# Exercise instructions:
A) In the passage on New Testament elders, why does it say that aspiring to be an overseer is a noble thing? Explain in one to three sentences.
B) Answer these questions from the passage on New Testament elders, marking your answers (i), (ii) and (iii).
(i) Besides character, what two requirements for elders does the passage mention?
(ii) Whose function was it to appoint elders?
(iii) According to the passage, could a church exist without elders?
C) Continue the passage on New Testament elders from its final sentence.

# Given text:

Now, let’s look at some thoughts from Paul to Timothy and Titus:

  • It’s a noble thing to aspire to be an overseer (1 Timothy 3:1).
    Part of the reason for this is that these were the believers first threatened with death when persecution came. This wasn’t a position of privilege that you needed to die to yourself before you decided to take. It could be a death sentence. And while some (especially in the house church movement) believe that it’s not good to be a leader, Paul encourages believers who desire to be godly overseers.
  • There is a list of character requirements for elders (1 Timothy 3:2-7, Titus 1:6-9).
    Character was the primary qualifying factor for elders of the New Testament. They couldn’t be a new believer and they had to be able to teach, but the overwhelming majority of qualifications were centered on how much Christ had transformed their character. Central to the idea of elders was that they were a mature follower of Jesus that new believers could look to and pattern their lives after.* **
  • Elders were appointed (Titus 1:6). Paul makes it clear these guys were appointed and we saw that both in Acts and in these apostolic instruction manuals for Timothy and Titus.  It was an apostolic function to appoint elders. Often they weren’t appointed until after an apostle left, but the church knew who they were because of this appointment. This is different, however, than a hierarchy where believers lord position over other believers.

When we look at the New Testament, there is a distinct pattern that emerges. Churches were spreading rapidly in the book of Acts through the ministry of men like Paul. Young churches would spring up and these churches wouldn’t have mature elders in place initially. Elders weren’t crucial to a church being established, you could have churches without elders.

# Supplied material:

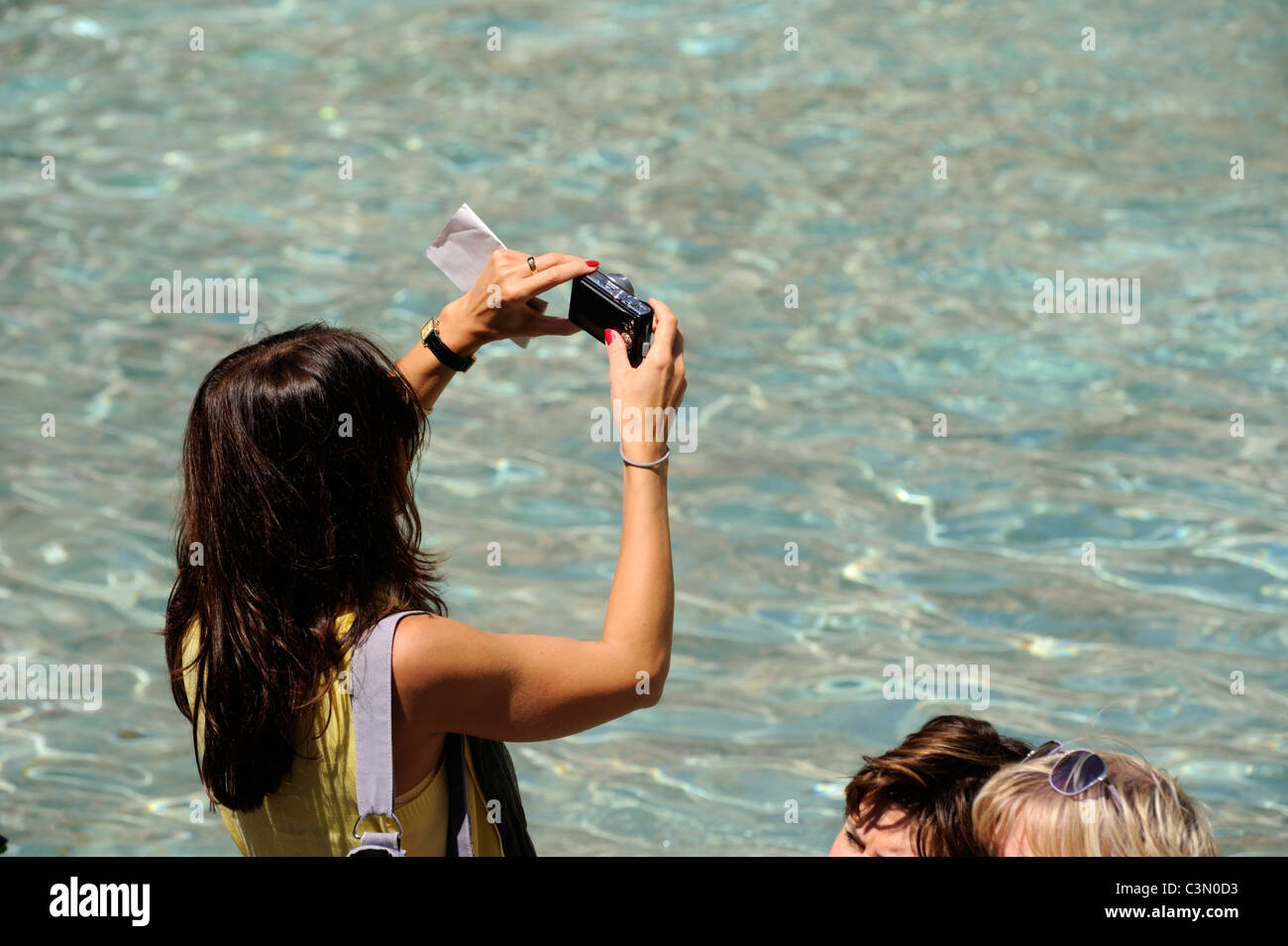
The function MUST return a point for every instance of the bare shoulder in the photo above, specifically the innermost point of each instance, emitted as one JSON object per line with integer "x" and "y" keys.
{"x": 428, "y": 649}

* * *

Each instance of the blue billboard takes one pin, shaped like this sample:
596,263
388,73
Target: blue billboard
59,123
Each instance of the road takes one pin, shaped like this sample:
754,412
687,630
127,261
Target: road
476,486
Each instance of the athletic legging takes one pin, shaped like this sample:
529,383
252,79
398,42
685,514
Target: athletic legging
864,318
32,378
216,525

# Results by task:
A) Overseers were the believers first threatened with death when persecution came. The role was not a position of privilege but could be a death sentence.

B)
(i) They couldn't be a new believer, and they had to be able to teach.
(ii) It was an apostolic function.
(iii) Yes, you could have churches without elders.

C)
But elders were necessary for the long term good of the churches that were established. These individuals were examples to the flock through their godly lifestyles but did not control every aspect of church life. They simply oversaw the life of the church and were helpful in the discerning of complicated issues that would arise. As overseers, they were to warn and admonish the body when particularly dangerous individuals were troubling the church.

I see elders as essential to the movement of the Gospel. I consider them localized replicators of the DNA God inserts into his church. Our failure to have them will eventually impair the movement of the Gospel God is raising up. But the elevation of elders to the supreme place of importance, over and above the rest of the saints as the only leaders impairs the movement of the Gospel as well. But when elders can be raised up that function as spiritual parents, allowing their children to grow and mature beyond them, beautiful movments of the Gospel can take place.

And that, my friends, is what we’re hungering for….

Photo Credit: Lost in Thoughts by Kate Russell

* 1 Peter 5:3 emphasizes the role of elders being a godly example. We haven’t looked at 1 Peter 5, but more and more, it is becoming my central text when understanding eldership in organic churches. More on that soon.

** The New Testament has a distinct pattern of calling believers to pattern their lives after other believers who live godly lives, not just Jesus. More on this in another post.